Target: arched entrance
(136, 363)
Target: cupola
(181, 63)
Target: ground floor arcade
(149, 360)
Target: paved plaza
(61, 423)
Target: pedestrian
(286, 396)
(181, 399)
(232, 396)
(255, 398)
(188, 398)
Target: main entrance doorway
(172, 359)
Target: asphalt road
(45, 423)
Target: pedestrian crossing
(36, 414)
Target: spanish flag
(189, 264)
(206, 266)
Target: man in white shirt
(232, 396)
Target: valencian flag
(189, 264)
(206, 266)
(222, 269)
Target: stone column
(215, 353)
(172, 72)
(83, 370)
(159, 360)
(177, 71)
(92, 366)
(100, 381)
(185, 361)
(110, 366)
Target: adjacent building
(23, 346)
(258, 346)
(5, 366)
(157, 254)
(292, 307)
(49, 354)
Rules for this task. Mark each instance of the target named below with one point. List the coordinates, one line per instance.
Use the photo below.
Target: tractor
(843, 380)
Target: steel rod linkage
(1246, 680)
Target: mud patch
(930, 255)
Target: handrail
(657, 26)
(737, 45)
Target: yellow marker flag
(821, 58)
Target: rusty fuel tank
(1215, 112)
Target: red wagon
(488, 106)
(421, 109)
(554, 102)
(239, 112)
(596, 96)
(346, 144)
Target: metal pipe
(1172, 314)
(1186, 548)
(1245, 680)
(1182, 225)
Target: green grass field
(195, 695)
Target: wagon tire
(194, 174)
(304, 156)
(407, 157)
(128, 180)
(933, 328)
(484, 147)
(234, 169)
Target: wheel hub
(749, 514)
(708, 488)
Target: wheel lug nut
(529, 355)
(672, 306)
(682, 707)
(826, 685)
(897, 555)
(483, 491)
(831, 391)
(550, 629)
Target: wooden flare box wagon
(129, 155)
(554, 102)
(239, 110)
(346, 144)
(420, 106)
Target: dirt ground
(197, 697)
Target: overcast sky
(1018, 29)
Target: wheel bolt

**TASK DIRECTIONS**
Among the records above, find the lines where the word "below" appears and copy them.

**ANSWER SECTION**
Rules for this task. Mark each instance of the target named below with one point. List the coordinates, one line per instance.
Use the photo below.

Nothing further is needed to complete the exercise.